------ Page text ------
San Francisco, CA – Chris Nolet, a former Staff Engineer at Apple, has officially launched Vibe Code Go, a groundbreaking mobile application designed to revolutionize software development by enabling "vibe coding on the go." The new venture, a Y Combinator Summer 2025 (YC S25) startup, aims to free software engineers from traditional desk-bound workflows, allowing them to code from anywhere using just their phone.
Vibe Code Go introduces a mobile-first approach to "vibe coding," a concept popularized by AI researcher Andrej Karpathy, where AI agents generate and refine code based on natural language prompts. Nolet, a second-time founder with a background in developer tools, stated, "You don’t need a big screen to vibe code. If you think about it, you probably spend the majority of your time in Cursor or Cline chatting with an agent in the sidebar. What if you take that chat bar and squeeze it into an iPhone app? That’s Vibe Code Go."
The application boasts several key features, including "Mobile Freedom" for making last-minute changes or starting new projects remotely, and "Seamless Integration" that syncs changes directly to a user's laptop, complementing existing IDE workflows. Its "Agentic Intelligence" allows users to queue up edits while the AI drafts, tests, and refines code in real-time, intelligently resolving errors. The app runs Claude Code on a Mac under the hood, ensuring professional-grade performance.
Vibe Code Go enters a rapidly evolving market for AI-powered code editors, positioning itself as a direct mobile competitor to established tools like Cursor AI. While Cursor offers robust desktop AI coding capabilities, Nolet's startup differentiates by prioritizing the mobile experience, transforming coding into a conversational process that feels "a lot like messaging with a friend." This innovation addresses the growing demand for flexible development environments.
------
• [Exercises to complete]:
1/ Answer these questions using the Vibe Code Go article.
(a) Which Y Combinator batch is the startup part of?
(b) Who popularized the concept of "vibe coding"?
(c) What does the app run on a Mac under the hood?
2/ Set down the Vibe Code Go article word for word from "The application boasts" to "ensuring professional-grade performance.".
------ Dataset excerpts ------
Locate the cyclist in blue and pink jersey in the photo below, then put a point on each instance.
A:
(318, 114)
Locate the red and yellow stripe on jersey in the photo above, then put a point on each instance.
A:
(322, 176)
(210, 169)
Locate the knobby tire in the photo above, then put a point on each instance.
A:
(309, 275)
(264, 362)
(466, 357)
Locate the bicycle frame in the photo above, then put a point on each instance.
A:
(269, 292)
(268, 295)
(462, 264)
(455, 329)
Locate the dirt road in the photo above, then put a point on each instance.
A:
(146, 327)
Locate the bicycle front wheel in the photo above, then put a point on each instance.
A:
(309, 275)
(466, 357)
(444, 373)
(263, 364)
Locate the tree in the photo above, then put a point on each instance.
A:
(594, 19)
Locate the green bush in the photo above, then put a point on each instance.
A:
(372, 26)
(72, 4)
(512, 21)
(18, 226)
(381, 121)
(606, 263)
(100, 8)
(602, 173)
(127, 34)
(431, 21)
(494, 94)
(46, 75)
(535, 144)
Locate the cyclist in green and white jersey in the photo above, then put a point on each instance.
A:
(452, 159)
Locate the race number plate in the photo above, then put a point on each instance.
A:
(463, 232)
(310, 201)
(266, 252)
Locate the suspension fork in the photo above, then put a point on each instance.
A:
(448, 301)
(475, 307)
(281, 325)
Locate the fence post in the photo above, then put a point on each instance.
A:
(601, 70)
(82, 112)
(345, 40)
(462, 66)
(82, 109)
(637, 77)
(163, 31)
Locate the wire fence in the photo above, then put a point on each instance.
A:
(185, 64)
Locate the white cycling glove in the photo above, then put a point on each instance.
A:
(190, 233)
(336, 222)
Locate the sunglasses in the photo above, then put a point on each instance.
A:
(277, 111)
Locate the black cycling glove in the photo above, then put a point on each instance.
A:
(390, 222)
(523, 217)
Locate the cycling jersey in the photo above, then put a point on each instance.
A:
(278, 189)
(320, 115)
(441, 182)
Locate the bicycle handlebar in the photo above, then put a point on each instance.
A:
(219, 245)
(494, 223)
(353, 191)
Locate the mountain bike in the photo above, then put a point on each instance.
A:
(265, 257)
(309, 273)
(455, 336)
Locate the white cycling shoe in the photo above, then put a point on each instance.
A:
------
• [Solved problems]:
1/
(a) Y Combinator Summer 2025 (YC S25)
(b) AI researcher Andrej Karpathy
(c) Claude Code

2/
The application boasts several key features, including "Mobile Freedom" for making last-minute changes or starting new projects remotely, and "Seamless Integration" that syncs changes directly to a user's laptop, complementing existing IDE workflows. Its "Agentic Intelligence" allows users to queue up edits while the AI drafts, tests, and refines code in real-time, intelligently resolving errors. The app runs Claude Code on a Mac under the hood, ensuring professional-grade performance.